Bloc de texte:
Comment concevoir un atelier de transformation à la ferme
Vous voulez vous lancer dans une activité de transformation à la ferme pour la vente en circuits courts : abattage de volailles, découpe de viande, transformation de produits laitiers, transformation des fruits ou légumes… Les questions qui viennent sont multiples : quelle taille ? quelles pièces ? comment organiser mon labo ? quels matériaux ? quel coût ?
Cet article fait le point sur les éléments clés à prendre en compte dans la conception d’un atelier de transformation à la ferme.
Le préalable : bien penser son projet dans son ensemble
Un projet d’atelier de transformation à la ferme se réfléchit sur du long terme et en cohérence avec le projet d’entreprise. Avant de penser à la conception du labo, il est indispensable de réfléchir à la gamme de produits, aux débouchés possibles (en s’appuyant sur une étude de marché), à la rentabilité de l’activité (quels revenus vais-je me tirer, cet atelier vaut-il vraiment le coup économiquement parlant ?), à l’organisation du travail (comment s’organisera l’activité de transformation et vente en circuits courts ?)… bref, au projet dans sa globalité !

À faire: D'après le texte sur l'atelier de transformation à la ferme, sur quoi faut-il s'appuyer pour réfléchir aux débouchés possibles ?

Extraits d'enregistrements:
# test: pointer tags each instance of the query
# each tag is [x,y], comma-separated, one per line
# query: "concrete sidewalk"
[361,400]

==

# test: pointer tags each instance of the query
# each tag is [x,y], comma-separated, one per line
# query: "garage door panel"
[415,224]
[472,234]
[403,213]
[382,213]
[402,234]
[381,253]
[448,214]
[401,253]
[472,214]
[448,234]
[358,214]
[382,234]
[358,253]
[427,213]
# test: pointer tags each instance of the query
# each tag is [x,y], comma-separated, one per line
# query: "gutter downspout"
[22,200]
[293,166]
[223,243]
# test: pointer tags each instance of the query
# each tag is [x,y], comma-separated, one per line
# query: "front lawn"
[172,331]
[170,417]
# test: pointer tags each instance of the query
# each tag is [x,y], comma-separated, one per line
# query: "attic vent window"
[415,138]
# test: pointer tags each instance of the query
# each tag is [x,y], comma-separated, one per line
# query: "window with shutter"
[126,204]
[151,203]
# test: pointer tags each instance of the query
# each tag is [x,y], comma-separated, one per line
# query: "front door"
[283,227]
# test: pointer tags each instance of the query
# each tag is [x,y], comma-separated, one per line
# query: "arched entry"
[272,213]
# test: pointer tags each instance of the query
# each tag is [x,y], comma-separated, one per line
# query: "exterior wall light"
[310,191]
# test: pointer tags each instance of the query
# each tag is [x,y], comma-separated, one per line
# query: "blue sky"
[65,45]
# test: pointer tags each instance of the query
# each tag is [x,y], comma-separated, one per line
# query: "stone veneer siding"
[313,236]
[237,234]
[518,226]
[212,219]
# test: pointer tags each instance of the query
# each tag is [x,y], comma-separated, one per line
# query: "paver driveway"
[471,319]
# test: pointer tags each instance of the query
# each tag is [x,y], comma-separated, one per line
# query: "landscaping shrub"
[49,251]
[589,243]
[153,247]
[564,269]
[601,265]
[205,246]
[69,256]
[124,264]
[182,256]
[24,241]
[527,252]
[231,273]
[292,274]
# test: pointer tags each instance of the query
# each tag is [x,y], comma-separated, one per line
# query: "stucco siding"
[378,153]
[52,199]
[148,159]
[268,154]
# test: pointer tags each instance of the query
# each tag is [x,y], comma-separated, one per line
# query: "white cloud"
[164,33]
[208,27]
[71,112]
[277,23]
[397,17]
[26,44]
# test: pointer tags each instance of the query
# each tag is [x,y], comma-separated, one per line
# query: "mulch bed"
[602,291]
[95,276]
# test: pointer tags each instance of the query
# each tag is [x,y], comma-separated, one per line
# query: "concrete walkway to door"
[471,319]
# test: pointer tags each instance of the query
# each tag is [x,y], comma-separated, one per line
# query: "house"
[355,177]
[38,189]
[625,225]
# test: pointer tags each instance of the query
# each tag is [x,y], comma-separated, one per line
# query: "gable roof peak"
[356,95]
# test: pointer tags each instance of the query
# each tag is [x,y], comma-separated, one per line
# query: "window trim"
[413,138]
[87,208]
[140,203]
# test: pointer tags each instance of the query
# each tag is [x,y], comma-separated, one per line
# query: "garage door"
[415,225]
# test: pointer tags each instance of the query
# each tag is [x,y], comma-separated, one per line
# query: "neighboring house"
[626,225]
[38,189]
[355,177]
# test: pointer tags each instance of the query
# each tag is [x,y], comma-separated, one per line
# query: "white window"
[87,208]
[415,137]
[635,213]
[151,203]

Réponse: Sur une étude de marché.